Document:
It’s not the most flattering photo of either of us, but here’s Stacy London and me at the Believe in Tomorrow fundraiser in Baltimore from a few years ago. She liked my dress.
Let’s get right to it. It’s time for a little truth. Today’s topic is MOM FASHION.
This is no joking matter. It’s imperative that if you are a mom, or know a mom, you pay close attention to the instructions I’m about to lay out for you. Free advice, coming to you right on this blog.
It’s time we had a little chat about fashion. I’ve held off for long enough, but I’m afraid the fashionista in me has been silent for too long. I need to roar. (Part of that could be because I’m a Leo, and we like to be heard).
Moms out there, listen up. Here are some fashion tips from a former fashion consultant (me):
#1: I must address the tennis skirt. We cannot wear the tennis skirt as a piece of general clothing. It’s a tennis skirt, for crying out loud. Let’s face it, there are only two places we should really wear the tennis skirt: (1) on the tennis court, or (2) maybe during some other form of exercise. The point is, those things were made for exercise, and were not made to be worn all over God’s creation as our general form of dress.
#2: For Heaven’s sake, if you’re going to the theatre, please DRESS UP. It hurts to see people attend shows at the Hippodrome, The Kennedy Center, or on Broadway in New York wearing cut off shorts and flip-flops. My friend Bari and I marveled at the inappropriate dress we witnessed a couple of weeks ago at an evening benefit performance by Kristin Chenoweth at the Hippodrome in Baltimore. It’s not casual night at the ballpark; it’s the THEATRE. I saw women in Orioles tees and shorts. No. No. No! Put on a dress and some heels or some snappy flats. Wear a cute skirt or slacks with a jazzy top. The theater is worth getting dressed up for.

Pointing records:
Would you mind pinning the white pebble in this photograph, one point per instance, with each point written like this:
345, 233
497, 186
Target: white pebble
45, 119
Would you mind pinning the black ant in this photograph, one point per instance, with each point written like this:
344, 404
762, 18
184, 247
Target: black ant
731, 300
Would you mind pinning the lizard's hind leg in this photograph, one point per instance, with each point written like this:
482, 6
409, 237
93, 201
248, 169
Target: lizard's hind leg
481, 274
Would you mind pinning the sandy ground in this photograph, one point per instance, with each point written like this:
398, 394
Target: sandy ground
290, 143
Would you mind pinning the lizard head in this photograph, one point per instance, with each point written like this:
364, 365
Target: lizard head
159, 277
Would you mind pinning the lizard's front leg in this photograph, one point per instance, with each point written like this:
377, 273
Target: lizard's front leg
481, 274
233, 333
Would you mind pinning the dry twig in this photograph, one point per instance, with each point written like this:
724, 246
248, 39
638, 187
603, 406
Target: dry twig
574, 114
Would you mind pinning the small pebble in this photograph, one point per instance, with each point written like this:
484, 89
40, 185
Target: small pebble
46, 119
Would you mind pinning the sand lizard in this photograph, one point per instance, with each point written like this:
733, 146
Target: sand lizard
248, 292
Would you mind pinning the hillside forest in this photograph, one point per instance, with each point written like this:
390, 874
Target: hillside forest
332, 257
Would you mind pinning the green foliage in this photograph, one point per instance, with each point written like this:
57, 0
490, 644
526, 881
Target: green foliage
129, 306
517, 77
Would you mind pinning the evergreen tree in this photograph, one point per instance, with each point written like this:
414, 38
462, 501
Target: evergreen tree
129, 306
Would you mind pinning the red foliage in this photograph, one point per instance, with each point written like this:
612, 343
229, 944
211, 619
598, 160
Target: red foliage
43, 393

Exercises:
**1)** Name every person the blog post on mom fashion mentions by name.
**2)** Quote the blog post on mom fashion word for word, everything from "It’s not the" down to "liked my dress.".
**3)** Continue the blog post on mom fashion from the point where it stops.

The results:
**1)** Stacy London, Bari, Kristin Chenoweth

**2)**
It’s not the most flattering photo of either of us, but here’s Stacy London and me at the Believe in Tomorrow fundraiser in Baltimore from a few years ago. She liked my dress.

**3)**
#3: Wear something nice to CHURCH. Do I need to say anything more? I understand that God probably doesn’t care what we wear to church, as long as we’re there, but he probably wouldn’t mind a bit if you wore something nice. Think about it this way: If you were having a dinner party and a woman showed up in short-shorts and no bra and a man showed up with no shirt on, wouldn’t you wonder about their decision-making capabilities and sincerity? God must be wondering what you’re up to when you’re in His House wearing something better suited for a tailgate party.
#4: Please consider dressing up for date night with your significant other. I’m not saying you have to wear a backless dress and 6-inch platforms (though your significant other might actually dig it), but I am saying that you might want to leave the cropped pants and baggy, tent dress behind, and throw on something cute. Or sexy. Or voluptuous. Give it a whirl and see the reaction you get.
In “mom attire” out on my dad’s boat on the Chesapeake Bay. Windblown and a mess. You expected sequins?
#5: Think through what you might wear for Girls Night Out. It’s common knowledge in the fashion world that women dress for other women. It’s true. Women have a secret little competition going on between themselves and other women. Think about it: It’s other women who say, “Oh, I love that necklace,” or “Jeez, your shoes are hot!” It’s not the men. So on your next ladies night out, knock their socks off. Wear something that’s a conversation piece: the dress, the shoes, the jewelry, the hat, the sequined top…whatever it is, dress for the other women and see what they say.
Decked out on vacation for Date Night. I clean up good, right?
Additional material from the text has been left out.